** INFORMATION SUPPLIED follows **
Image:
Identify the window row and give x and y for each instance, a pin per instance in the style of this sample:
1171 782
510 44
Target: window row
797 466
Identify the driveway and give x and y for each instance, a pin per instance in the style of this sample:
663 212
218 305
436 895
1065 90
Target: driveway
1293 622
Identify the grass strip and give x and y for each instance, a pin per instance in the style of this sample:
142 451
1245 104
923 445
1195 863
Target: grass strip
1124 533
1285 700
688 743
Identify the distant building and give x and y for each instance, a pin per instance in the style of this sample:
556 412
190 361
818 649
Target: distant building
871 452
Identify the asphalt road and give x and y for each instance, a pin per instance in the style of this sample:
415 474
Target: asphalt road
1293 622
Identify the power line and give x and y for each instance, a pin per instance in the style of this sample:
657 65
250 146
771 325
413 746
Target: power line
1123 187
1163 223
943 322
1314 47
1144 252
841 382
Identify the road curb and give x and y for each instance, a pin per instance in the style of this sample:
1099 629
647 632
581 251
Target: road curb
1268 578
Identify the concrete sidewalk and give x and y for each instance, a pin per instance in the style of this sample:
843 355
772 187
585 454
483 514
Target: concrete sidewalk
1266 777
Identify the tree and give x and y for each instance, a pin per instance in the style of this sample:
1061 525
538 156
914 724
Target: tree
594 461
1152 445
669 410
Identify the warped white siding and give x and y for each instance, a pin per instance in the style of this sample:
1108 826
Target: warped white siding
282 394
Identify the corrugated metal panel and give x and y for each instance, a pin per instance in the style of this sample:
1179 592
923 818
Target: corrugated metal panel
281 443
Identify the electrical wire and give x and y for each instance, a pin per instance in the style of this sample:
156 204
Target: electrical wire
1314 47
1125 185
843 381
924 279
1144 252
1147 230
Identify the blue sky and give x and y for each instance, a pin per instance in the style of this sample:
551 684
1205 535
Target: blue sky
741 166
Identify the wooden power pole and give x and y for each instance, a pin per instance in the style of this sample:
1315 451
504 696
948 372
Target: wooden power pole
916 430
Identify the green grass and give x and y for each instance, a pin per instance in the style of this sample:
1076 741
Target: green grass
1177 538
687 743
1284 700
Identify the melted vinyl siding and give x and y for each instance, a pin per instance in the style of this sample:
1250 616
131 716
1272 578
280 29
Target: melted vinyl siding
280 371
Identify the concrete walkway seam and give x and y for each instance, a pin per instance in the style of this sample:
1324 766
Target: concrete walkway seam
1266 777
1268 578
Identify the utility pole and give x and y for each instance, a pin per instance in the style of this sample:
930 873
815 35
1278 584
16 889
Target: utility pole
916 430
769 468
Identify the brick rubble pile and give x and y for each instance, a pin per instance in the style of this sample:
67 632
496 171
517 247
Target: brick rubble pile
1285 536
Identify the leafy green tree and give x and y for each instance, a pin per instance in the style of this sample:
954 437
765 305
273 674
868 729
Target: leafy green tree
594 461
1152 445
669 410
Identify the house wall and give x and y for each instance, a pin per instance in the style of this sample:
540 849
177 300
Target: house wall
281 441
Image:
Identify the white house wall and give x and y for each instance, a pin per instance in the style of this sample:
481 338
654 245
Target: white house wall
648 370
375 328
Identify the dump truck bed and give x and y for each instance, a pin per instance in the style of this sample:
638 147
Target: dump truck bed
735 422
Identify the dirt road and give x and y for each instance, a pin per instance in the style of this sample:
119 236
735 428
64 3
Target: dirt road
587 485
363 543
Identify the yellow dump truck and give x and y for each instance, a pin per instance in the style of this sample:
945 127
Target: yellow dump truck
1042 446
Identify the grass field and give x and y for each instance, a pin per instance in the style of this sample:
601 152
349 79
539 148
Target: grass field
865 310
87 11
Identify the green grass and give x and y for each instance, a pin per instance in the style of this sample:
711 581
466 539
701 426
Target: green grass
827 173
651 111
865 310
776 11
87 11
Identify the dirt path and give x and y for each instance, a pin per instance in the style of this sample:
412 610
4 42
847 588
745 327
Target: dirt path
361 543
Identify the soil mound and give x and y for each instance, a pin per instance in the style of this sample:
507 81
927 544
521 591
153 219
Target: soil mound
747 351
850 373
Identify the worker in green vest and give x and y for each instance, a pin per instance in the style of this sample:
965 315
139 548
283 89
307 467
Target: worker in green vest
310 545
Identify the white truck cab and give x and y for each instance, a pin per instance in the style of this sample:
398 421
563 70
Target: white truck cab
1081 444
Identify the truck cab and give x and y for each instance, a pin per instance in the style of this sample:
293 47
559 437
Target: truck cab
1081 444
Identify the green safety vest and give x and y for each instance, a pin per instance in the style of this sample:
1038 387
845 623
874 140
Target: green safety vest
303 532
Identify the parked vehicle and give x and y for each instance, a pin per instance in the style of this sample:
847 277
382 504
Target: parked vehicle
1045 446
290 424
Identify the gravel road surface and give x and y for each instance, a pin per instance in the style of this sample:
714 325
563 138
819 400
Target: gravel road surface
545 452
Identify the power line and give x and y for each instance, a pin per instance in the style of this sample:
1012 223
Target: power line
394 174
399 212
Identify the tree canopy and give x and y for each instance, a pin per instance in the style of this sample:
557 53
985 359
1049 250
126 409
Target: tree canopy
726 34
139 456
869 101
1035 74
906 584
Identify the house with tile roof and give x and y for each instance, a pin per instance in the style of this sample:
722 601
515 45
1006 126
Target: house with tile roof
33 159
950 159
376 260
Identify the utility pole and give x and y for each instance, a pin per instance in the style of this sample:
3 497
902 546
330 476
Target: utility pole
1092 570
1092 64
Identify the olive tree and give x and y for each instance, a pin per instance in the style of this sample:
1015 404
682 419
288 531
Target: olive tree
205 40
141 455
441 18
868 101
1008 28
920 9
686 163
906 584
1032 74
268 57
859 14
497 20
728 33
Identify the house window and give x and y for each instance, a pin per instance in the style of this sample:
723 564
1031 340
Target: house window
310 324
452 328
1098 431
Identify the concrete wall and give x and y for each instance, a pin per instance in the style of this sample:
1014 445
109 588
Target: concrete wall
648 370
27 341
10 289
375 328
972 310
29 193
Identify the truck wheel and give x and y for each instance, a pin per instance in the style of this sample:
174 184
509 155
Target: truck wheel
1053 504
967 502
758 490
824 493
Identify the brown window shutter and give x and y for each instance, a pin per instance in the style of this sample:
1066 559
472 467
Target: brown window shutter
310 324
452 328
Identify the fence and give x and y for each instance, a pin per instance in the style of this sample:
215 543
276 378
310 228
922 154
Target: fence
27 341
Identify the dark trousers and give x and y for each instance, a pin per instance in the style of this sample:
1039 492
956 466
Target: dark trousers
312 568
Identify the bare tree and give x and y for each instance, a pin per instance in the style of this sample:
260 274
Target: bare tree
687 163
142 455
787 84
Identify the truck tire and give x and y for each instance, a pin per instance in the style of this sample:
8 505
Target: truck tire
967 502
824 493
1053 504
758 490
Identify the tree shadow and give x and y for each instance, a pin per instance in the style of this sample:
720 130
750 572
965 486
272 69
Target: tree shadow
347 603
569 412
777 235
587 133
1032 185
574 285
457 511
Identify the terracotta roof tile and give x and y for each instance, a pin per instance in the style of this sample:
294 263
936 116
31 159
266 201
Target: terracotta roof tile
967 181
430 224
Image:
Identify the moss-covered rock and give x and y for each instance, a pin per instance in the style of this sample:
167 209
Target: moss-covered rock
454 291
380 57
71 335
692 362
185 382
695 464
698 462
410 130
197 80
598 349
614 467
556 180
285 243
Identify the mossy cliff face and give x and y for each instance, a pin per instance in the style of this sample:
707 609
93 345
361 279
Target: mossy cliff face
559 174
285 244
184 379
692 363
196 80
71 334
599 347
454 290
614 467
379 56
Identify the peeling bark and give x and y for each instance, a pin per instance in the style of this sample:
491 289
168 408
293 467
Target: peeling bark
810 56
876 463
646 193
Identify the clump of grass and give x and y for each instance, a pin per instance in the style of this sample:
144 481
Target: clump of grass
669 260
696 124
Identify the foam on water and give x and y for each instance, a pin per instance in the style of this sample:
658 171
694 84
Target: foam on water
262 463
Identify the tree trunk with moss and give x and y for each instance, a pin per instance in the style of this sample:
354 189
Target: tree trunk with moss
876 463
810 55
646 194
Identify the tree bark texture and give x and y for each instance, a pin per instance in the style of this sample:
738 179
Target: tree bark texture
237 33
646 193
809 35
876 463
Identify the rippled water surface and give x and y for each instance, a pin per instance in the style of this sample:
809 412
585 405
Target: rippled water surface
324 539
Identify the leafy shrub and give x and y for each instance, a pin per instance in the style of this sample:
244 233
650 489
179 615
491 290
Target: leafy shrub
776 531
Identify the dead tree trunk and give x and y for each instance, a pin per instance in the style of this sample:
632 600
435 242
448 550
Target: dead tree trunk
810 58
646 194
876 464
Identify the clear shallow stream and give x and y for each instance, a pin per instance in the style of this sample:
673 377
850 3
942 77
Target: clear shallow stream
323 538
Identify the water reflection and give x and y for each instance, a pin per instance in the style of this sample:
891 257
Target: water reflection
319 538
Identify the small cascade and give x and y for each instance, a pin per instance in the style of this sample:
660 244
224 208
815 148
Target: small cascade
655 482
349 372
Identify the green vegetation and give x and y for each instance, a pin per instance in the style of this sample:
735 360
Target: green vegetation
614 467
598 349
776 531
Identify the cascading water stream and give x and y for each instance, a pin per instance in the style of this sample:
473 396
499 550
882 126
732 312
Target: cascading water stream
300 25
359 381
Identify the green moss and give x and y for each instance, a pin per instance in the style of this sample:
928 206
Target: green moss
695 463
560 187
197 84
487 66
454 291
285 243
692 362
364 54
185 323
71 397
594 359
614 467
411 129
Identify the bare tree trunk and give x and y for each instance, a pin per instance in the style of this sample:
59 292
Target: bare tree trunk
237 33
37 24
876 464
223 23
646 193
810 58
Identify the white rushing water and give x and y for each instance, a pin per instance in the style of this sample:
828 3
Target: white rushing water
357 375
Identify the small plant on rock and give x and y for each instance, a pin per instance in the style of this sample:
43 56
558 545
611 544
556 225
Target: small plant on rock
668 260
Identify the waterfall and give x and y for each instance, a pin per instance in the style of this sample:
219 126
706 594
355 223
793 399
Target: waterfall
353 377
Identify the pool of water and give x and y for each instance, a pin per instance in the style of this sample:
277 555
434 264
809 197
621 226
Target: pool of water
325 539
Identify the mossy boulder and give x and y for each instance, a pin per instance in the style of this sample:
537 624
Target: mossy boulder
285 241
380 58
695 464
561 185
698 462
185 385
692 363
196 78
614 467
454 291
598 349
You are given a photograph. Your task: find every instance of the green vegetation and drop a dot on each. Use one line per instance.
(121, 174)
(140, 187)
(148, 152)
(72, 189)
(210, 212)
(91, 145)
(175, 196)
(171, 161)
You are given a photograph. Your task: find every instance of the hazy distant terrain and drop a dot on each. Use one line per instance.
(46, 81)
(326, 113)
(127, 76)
** End of INFORMATION SUPPLIED **
Start at the first line of the entries above. Set down each line exactly through the one with "Identify the blue", and stop there.

■ WRITTEN RESPONSE:
Image:
Identify the window row and give x and y for each instance, a pin per instance in the style of this sample:
1171 782
510 44
Target: window row
797 466
Identify the driveway and give x and y for each instance, a pin per instance in the style of this sample:
663 212
218 305
436 895
1065 90
Target: driveway
1293 622
Identify the grass strip and give x and y for each instance, a pin per instance in the style of this sample:
142 451
1245 104
923 445
1195 863
Target: grass strip
1124 533
1285 700
688 743
Identify the distant building and give x and y for each instance, a pin per instance in the style of this sample:
556 412
190 361
818 649
Target: distant building
871 452
Identify the asphalt road and give x and y for each instance, a pin per instance in the style of this sample:
415 474
Target: asphalt road
1293 622
Identify the power line and give x and y for each instance, a pin per instance in the style of this sample:
657 65
250 146
771 325
413 746
Target: power line
1123 187
1163 223
943 322
1314 47
1144 252
841 382
Identify the road curb and give x and y for each instance, a pin per instance in the style of this sample:
1099 629
647 632
581 251
Target: road curb
1268 578
Identify the concrete sidewalk and give x and y for each instance, a pin per instance in the style of this sample:
843 355
772 187
585 454
483 514
Target: concrete sidewalk
1266 777
Identify the tree and give x and y for each instance, a pin per instance in the style of this sample:
1061 525
538 156
914 724
Target: tree
594 461
1152 445
669 410
Identify the warped white siding and give x and y for each instance, a pin per instance in the style of this sample:
1108 826
Target: warped white siding
282 394
Identify the corrugated metal panel and give x and y for each instance, a pin per instance in the style of this sample:
1179 592
923 818
Target: corrugated metal panel
281 443
Identify the electrical wire and give x and y for each instance, a pin per instance in the style of this sample:
156 204
Target: electrical wire
1314 47
1125 185
843 381
924 279
1144 252
1147 230
Identify the blue sky and give x and y for each instance, a pin per instance in the style of this sample:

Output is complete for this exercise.